_ACTION ITEM 1_. In the article on TFSA growth stocks, what multiples of sales and book value does Cargojet stock trade at?
_ACTION ITEM 2_. Decide whether each statement agrees with the article on TFSA growth stocks. Answer yes or no and quote the words that decide it: (a) Cargojet carries freight rather than passengers. (b) Cargojet is called a large company. (c) The two transportation names are expected to keep their momentum into mid-2021.

_DOCUMENT SEGMENT_.
Young TFSA investors should embrace volatility and seek to go against the grain with certain attractively valued growth stocks that have taken several steps back over the last two weeks.
While there remain pockets of severe overvaluation in this market that have yet to be corrected, there are also cheap growth names out there that are like babies that have been thrown out with the bathwater. Sure, growth and momentum stocks may have taken a backseat in recent weeks. Still, the following misunderstood stocks, I believe, are already trading at a nice discount to their intrinsic value range, despite being still relatively close to their all-time highs.
Young TFSA investors: Don’t miss out on these unstoppable market darlings
You don’t need to pay whatever pie-in-the-sky multiple that Mr. Market is asking for at any given instance to grow your TFSA wealth at an above-average rate over time. Whenever pullbacks strike, you’re given an opportunity to take advantage of a potentially short-lived mistake made by Mr. Market. Consider shares of Cargojet (TSX:CJT) and CP Rail (TSX:CP)(NYSE:CP), two momentum stocks that continue to outperform amid the pandemic.
Both transportation names, I believe, will continue exhibiting unstoppable momentum through 2020 and into mid-2021. They’ve both got a slate of profound tailwinds, their stocks are cheap relative to their respective growth profiles, and are must-buys if this broader market pullback worsens. Let’s have a closer look at each name to see which, if any, is worthy of buying or adding to your pullback shopping list.
Cargojet: An unstoppable growth stock for fearless young TFSA investors
Cargojet is a freight-carrying airline that’s continued to fly higher amid this pandemic, as the demand for its services has remained steady compared to the likes of its passenger-carrying peers that are currently under an unfathomable amount of stress.
Despite being a relatively small company, the firm has a wide moat in the form of its fleet of high-payout aircraft. Such a moat protects Cargojet’s abilities to rake in economic profits over the long haul. So, although the stock may seem expensive at these heights, I think it’d be foolish (that’s a lower-case f) to bet against the name, because it still has a ton of room to run, as the demand for e-commerce and overnight shipping continues surging through and out of this crisis.
Yes, Cargojet stock is expensive at 4.64 times sales and 6.8 times book value. Given the calibre of business you’re getting and the profound tailwinds the firm is riding on, though, I’d say the high price of admission is justifiable, especially if you lack a pandemic hedge.
CP Rail: All aboard the profit train!

_MATERIAL SHOWN_.

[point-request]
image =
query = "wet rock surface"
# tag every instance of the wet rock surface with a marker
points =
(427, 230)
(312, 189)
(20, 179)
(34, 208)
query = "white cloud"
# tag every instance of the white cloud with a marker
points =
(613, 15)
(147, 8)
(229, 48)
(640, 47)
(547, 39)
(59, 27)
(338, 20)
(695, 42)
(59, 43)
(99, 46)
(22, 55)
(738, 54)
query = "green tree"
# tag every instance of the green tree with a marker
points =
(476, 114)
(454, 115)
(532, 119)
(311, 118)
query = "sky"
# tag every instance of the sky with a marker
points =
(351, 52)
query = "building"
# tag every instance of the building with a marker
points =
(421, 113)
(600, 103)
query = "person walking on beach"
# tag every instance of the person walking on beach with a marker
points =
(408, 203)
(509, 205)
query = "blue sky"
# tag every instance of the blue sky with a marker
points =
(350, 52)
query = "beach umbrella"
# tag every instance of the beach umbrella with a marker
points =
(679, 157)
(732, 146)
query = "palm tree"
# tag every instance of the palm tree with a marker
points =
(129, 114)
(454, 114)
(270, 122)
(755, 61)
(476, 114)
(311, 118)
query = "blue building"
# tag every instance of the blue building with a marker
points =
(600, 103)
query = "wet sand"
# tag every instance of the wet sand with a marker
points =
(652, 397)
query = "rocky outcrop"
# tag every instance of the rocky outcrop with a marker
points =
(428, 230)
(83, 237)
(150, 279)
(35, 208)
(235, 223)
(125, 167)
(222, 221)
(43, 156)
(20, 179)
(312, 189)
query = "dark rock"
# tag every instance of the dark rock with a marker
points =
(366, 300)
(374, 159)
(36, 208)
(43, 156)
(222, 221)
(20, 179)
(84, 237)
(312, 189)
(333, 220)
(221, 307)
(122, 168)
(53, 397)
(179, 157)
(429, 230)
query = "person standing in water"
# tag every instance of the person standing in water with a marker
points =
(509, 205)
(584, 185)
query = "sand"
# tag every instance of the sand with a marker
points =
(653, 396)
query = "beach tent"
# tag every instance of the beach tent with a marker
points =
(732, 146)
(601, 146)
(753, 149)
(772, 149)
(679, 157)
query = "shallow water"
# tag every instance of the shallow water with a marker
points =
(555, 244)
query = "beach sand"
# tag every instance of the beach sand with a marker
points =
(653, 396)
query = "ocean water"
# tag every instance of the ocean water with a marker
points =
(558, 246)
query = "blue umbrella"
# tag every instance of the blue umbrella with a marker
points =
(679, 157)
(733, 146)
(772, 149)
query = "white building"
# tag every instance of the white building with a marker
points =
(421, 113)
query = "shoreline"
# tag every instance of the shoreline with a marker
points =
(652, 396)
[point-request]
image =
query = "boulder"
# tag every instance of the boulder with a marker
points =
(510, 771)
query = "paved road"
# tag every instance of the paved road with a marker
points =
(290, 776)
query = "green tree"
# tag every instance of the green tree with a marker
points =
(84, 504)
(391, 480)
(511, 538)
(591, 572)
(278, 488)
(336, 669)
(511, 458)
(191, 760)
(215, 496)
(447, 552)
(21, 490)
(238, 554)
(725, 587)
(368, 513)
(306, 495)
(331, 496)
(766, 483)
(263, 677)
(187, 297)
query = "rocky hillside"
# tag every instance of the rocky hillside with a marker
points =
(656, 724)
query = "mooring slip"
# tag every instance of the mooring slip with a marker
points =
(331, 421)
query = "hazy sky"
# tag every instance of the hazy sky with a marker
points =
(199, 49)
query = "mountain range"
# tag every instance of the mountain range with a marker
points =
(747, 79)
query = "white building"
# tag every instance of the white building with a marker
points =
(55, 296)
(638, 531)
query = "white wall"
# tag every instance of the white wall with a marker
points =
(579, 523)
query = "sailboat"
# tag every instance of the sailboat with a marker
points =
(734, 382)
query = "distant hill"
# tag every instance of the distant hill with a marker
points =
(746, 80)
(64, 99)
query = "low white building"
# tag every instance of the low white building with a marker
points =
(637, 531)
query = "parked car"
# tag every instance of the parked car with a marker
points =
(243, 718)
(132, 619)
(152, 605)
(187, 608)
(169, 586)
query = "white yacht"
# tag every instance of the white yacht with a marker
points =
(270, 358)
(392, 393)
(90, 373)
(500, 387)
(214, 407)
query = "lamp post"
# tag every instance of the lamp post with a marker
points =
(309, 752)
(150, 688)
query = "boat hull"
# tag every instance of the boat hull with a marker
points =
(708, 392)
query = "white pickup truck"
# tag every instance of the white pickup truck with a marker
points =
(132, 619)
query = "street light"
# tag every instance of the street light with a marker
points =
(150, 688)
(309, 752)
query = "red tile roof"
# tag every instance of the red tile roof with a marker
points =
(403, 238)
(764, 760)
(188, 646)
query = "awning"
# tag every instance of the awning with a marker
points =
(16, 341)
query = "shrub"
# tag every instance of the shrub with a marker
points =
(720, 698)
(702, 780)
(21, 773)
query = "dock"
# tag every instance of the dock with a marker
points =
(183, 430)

_RESPONSE BOX 1_. 4.64 times sales and 6.8 times book value.

_RESPONSE BOX 2_.
(a) Yes: "Cargojet is a freight-carrying airline"
(b) No: "Despite being a relatively small company"
(c) Yes: "will continue exhibiting unstoppable momentum through 2020 and into mid-2021"